### GIVEN ENTRIES
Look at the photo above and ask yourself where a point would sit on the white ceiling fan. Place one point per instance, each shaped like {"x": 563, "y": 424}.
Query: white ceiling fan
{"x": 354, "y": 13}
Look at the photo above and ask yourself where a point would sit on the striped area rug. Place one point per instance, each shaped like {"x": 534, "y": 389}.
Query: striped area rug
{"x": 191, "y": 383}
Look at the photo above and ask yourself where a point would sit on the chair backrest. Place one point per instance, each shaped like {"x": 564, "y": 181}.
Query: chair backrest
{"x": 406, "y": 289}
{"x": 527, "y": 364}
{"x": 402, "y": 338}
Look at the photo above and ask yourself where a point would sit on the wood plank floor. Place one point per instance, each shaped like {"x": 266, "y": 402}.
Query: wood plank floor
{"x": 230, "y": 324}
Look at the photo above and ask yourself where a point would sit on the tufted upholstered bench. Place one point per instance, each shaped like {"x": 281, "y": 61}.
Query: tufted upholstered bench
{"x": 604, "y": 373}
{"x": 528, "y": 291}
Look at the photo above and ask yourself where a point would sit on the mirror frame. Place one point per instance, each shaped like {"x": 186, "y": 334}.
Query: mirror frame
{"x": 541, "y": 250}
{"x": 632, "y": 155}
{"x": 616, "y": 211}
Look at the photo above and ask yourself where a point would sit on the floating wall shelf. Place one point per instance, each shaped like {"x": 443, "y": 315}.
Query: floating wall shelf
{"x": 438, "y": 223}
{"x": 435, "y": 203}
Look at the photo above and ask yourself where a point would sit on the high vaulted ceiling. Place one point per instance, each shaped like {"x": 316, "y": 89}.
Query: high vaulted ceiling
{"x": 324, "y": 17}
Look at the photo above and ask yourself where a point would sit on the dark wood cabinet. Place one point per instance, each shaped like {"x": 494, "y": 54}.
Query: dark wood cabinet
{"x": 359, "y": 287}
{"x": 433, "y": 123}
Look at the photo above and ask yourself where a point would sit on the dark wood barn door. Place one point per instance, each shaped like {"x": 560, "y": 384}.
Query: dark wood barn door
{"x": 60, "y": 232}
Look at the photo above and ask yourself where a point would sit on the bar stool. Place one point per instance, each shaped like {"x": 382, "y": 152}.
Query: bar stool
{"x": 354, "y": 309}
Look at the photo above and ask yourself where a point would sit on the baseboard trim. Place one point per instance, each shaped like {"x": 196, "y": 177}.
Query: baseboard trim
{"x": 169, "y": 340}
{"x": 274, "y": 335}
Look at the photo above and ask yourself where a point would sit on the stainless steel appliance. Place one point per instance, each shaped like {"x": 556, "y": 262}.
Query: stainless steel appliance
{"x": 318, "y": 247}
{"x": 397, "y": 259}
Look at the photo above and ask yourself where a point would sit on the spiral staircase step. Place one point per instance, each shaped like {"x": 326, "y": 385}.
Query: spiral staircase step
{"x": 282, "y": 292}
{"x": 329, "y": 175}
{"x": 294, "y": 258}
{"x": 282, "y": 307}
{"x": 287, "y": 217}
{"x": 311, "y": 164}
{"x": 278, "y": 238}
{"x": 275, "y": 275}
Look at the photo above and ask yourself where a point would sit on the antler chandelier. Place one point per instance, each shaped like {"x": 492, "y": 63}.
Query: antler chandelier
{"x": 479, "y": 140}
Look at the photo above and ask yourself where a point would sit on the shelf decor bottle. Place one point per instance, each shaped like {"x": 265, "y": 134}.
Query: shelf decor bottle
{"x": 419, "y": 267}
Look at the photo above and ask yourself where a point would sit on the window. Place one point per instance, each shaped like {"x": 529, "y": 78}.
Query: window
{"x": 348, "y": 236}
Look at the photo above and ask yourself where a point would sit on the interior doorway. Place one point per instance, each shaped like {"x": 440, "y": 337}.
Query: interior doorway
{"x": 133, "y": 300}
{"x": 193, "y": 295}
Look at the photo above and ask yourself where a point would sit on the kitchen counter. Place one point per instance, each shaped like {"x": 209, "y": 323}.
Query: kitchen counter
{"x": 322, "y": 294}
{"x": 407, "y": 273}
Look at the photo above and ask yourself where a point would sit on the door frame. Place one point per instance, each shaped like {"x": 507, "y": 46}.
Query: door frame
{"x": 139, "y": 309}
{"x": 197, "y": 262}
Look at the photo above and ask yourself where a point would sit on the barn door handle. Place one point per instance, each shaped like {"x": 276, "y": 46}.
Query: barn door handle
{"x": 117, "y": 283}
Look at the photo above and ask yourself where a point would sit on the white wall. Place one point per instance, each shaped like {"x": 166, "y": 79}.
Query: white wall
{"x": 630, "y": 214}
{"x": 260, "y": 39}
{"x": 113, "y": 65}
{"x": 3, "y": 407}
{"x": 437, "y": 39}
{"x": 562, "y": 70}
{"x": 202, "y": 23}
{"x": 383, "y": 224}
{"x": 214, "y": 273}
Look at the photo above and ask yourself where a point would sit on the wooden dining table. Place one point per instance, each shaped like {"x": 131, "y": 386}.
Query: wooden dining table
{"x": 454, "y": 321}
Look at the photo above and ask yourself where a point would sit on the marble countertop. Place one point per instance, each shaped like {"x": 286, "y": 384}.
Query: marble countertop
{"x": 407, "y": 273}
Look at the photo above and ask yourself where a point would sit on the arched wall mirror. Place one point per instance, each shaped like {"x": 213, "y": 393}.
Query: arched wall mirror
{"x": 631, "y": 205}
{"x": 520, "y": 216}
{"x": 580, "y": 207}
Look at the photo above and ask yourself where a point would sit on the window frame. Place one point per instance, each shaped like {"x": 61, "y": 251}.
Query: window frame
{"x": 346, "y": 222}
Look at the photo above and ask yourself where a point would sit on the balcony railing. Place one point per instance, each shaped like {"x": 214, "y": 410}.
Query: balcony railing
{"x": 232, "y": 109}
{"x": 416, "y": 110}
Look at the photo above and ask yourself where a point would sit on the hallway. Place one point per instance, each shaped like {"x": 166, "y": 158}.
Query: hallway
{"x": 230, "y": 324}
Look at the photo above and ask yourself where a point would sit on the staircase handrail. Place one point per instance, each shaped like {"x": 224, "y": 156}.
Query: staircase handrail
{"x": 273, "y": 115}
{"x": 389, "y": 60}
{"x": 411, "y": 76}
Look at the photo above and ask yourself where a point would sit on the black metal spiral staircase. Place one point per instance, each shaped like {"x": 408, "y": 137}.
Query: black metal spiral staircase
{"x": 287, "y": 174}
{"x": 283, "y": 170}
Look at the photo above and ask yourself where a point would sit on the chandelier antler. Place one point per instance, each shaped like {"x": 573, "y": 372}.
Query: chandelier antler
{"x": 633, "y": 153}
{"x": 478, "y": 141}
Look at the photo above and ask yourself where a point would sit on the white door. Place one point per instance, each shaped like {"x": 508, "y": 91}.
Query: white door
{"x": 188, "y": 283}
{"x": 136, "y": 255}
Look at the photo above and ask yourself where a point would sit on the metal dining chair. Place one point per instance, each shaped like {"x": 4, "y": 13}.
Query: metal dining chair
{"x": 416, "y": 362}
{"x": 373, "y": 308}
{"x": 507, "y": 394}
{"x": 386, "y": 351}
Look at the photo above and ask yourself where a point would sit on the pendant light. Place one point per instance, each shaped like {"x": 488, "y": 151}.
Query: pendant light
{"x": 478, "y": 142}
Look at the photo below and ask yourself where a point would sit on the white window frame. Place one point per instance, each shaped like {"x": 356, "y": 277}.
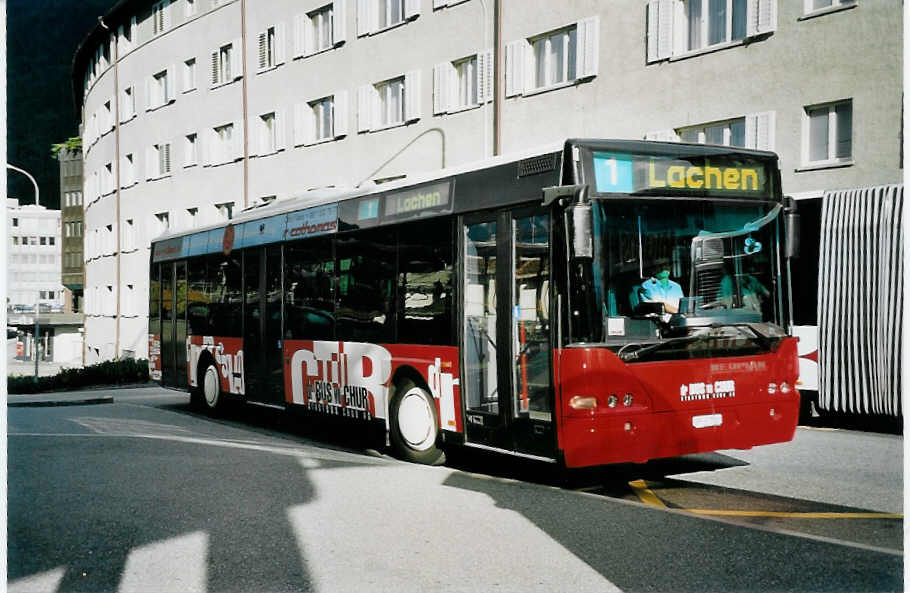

### WHAT YOU HAVE TO DO
The lines above starting at the one that contains "Query: antler chandelier" and ending at the one that contains "on the kitchen" must be transcribed exactly, and no other lines may appear.

### RESPONSE BOX
Query: antler chandelier
{"x": 479, "y": 140}
Look at the photo above and ask yourself where a point would sit on the shelf decor bottle. Place one point per instance, each shaped like {"x": 265, "y": 134}.
Query: shelf decor bottle
{"x": 419, "y": 267}
Look at the photo above and ask yourself where a point would sit on the window. Place one point per instance, each shaped like {"x": 529, "y": 78}.
Query: window
{"x": 348, "y": 236}
Look at the photo above and ask yourself where a point would sit on the interior doorway. Place one point per instance, each shaped like {"x": 440, "y": 337}.
Query: interior doorway
{"x": 133, "y": 300}
{"x": 193, "y": 295}
Look at the photo above and ask yourself where a point would sit on the kitchen counter. Place one point per instance, each shaped like {"x": 209, "y": 323}.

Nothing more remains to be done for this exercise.